> _Exercise description_: Please rewrite the part of the items below that opens with the line containing "Annotation guideline — the target class is blue" and runs through the end of the items, keeping each request unchanged. Shift every coordinate in the answers by adding 31 to it.

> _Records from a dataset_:
========

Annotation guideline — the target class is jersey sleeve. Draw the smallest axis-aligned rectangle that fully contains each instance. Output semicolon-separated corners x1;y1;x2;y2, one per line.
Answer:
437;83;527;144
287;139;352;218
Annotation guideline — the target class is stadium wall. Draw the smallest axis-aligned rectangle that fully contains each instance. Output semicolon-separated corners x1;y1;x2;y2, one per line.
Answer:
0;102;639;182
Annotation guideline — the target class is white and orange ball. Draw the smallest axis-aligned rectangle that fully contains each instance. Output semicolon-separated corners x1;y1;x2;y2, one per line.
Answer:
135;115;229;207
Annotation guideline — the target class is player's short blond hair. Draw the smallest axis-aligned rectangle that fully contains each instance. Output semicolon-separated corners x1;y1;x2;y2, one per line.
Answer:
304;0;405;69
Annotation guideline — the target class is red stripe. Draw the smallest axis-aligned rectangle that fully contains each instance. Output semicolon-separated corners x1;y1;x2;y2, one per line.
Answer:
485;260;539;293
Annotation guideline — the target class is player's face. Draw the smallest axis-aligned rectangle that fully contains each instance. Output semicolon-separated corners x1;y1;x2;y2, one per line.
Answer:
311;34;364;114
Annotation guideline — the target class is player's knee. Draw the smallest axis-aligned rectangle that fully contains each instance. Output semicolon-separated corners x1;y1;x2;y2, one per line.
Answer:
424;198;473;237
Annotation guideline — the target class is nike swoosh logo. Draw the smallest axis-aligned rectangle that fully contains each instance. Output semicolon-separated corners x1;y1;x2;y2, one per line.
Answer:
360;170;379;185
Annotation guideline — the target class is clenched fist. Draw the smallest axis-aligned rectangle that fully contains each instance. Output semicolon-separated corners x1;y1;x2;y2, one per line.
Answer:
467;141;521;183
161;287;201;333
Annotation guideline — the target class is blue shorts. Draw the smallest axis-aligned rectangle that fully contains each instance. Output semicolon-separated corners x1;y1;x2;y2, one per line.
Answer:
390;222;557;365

========

> _Written answer_:
Annotation guideline — the target class is blue shorts. Draw the smallest axis-aligned rectangle that fully contains each instance. Output semicolon-separated corners x1;y1;x2;y2, one per line.
Answer:
421;253;588;396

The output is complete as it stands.